## What the task asks
Copy the entries below word for word, keeping every line the same.

## Dataset excerpts
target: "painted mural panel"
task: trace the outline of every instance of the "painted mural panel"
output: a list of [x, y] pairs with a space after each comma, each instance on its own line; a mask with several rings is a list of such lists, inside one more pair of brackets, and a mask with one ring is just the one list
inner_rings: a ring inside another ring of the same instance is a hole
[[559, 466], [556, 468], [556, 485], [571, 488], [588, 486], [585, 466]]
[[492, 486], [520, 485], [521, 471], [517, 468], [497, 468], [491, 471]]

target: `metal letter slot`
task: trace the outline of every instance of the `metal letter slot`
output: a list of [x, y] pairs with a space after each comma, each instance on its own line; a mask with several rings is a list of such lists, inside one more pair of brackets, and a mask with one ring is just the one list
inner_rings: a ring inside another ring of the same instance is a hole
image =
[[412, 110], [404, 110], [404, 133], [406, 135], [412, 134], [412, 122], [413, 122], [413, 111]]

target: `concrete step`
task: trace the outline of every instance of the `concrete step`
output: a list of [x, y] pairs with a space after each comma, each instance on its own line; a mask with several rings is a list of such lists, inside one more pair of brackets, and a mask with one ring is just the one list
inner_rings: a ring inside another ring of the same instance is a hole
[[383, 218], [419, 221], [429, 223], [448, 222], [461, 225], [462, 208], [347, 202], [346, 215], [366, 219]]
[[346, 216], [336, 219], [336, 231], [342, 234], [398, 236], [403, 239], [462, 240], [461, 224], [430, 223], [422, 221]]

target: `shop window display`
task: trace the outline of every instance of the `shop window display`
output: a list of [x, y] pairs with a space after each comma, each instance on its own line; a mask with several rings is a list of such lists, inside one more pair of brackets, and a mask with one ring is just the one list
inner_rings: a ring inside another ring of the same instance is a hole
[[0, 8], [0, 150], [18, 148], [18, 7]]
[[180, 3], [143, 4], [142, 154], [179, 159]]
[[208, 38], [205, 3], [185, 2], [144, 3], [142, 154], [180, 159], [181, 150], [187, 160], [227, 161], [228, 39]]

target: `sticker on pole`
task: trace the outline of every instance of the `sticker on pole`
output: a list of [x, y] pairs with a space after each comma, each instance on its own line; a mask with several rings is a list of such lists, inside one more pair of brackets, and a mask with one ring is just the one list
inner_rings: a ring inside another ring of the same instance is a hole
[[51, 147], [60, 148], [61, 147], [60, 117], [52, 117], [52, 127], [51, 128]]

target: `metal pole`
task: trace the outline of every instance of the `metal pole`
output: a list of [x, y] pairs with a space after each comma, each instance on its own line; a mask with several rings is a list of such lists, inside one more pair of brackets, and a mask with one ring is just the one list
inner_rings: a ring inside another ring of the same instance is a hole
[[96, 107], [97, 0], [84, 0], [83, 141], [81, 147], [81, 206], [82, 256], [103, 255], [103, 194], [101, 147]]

## Result
target: "painted mural panel"
task: trace the outline of every instance of the "painted mural panel"
output: a list of [x, y] pairs with a space after each comma, each instance on its own line; a mask with several rings is a list of such lists, inside one more pair of brackets, and a mask with one ring is just the one list
inner_rings: a ring inside another ring of the same instance is a hole
[[559, 466], [556, 468], [556, 485], [571, 488], [588, 486], [585, 466]]
[[492, 486], [520, 485], [521, 471], [517, 468], [497, 468], [491, 471]]

target: `metal letter slot`
task: trace the outline of every instance of the `metal letter slot`
output: a list of [x, y] pairs with a space after each comma, each instance on its own line; a mask with several rings is a list of such lists, inside one more pair of brackets, and a mask with one ring is just the one list
inner_rings: a ring inside another ring of the same instance is a hole
image =
[[412, 110], [404, 110], [404, 133], [406, 135], [412, 134], [412, 122], [413, 122], [413, 111]]

target: `concrete step`
task: trace the outline of every instance of the `concrete step`
output: a list of [x, y] pairs with a space after each comma, each instance on its own line; a mask with several rings is a list of such lists, inside one more pair of brackets, and a mask with one ring is just the one list
inner_rings: a ring inside another ring of the same instance is a hole
[[383, 218], [419, 221], [429, 223], [448, 222], [461, 225], [462, 208], [347, 202], [346, 215], [366, 219]]
[[346, 216], [336, 219], [336, 231], [342, 234], [398, 236], [403, 239], [462, 240], [461, 224], [430, 223], [422, 221]]

target: `shop window display`
task: trace the outline of every instance of the `shop window display`
output: a list of [x, y] pairs with a space after each comma, each instance on its own line; a mask with several rings is a list of such lists, inside one more pair of brackets, and a mask with one ring is just the one list
inner_rings: a ring inside another ring of the same instance is a hole
[[0, 8], [0, 150], [18, 148], [18, 7]]
[[180, 3], [143, 4], [142, 154], [179, 159]]
[[208, 38], [205, 3], [185, 2], [144, 3], [142, 154], [180, 159], [181, 150], [187, 160], [227, 161], [228, 39]]

target: `sticker on pole`
task: trace the outline of every instance of the `sticker on pole`
output: a list of [x, y] pairs with a space after each comma, each instance on its own line; a mask with several rings is a list of such lists, inside one more pair of brackets, and a mask with one ring is just the one list
inner_rings: a ring inside another ring of the same instance is a hole
[[51, 147], [60, 148], [61, 147], [60, 117], [52, 117], [52, 127], [51, 128]]

target: `metal pole`
task: trace the outline of every instance of the `metal pole`
output: a list of [x, y] pairs with a space after each comma, each instance on its own line; a mask with several rings is a list of such lists, inside one more pair of brackets, and a mask with one ring is just the one list
inner_rings: a ring inside another ring of the same instance is a hole
[[96, 107], [97, 0], [84, 0], [83, 141], [81, 147], [81, 206], [82, 256], [103, 255], [103, 194], [101, 147]]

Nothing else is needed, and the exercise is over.